- **TASK GOAL**
Rewrite the etcd thread starting at "I don't think" and ending at "re-label it if not.", with "spc_t" changed to "container_t" each time it appears.

- **DOCUMENT**
---

I don't think the etcd is running as as spc_t. ExecStart=/usr/bin/docker run --name etcd_container --rm -v /var/lib/etcd/:/var/lib/etcd/:z -v /etc/etcd:/etc/etcd:ro --env-file=/etc/etcd/etcd.conf --net=host --entrypoint=/usr/bin/etcd registry.access.redhat.com/rhel7/etcd [root@container--2 ~]# docker inspect f087fabe4e34 |grep ProcessLabel "ProcessLabel": "system_u:system_r:svirt_lxc_net_t:s0:c292,c680", This ENV isn't exactly that hit this issue. I will prepare another Env and update the comment later
Upstream PR fixing the original issue: https://github.com/openshift/openshift-ansible/pull/4674 Removing the spc_t label as it is no longer needed. Still, wondering why it has showed up now. The etcdcetl dropping task is present since 3.4 deployment. Before running the upgrade we will need to check if the /var/lib/etcd is properly labelled and re-label it if not.

---

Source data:
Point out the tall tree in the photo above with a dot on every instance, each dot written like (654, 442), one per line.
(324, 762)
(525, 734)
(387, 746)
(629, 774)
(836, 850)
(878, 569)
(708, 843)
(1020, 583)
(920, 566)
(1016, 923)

---

- **RESULT FOR THIS TASK**
I don't think the etcd is running as as container_t. ExecStart=/usr/bin/docker run --name etcd_container --rm -v /var/lib/etcd/:/var/lib/etcd/:z -v /etc/etcd:/etc/etcd:ro --env-file=/etc/etcd/etcd.conf --net=host --entrypoint=/usr/bin/etcd registry.access.redhat.com/rhel7/etcd [root@container--2 ~]# docker inspect f087fabe4e34 |grep ProcessLabel "ProcessLabel": "system_u:system_r:svirt_lxc_net_t:s0:c292,c680", This ENV isn't exactly that hit this issue. I will prepare another Env and update the comment later
Upstream PR fixing the original issue: https://github.com/openshift/openshift-ansible/pull/4674 Removing the container_t label as it is no longer needed. Still, wondering why it has showed up now. The etcdcetl dropping task is present since 3.4 deployment. Before running the upgrade we will need to check if the /var/lib/etcd is properly labelled and re-label it if not.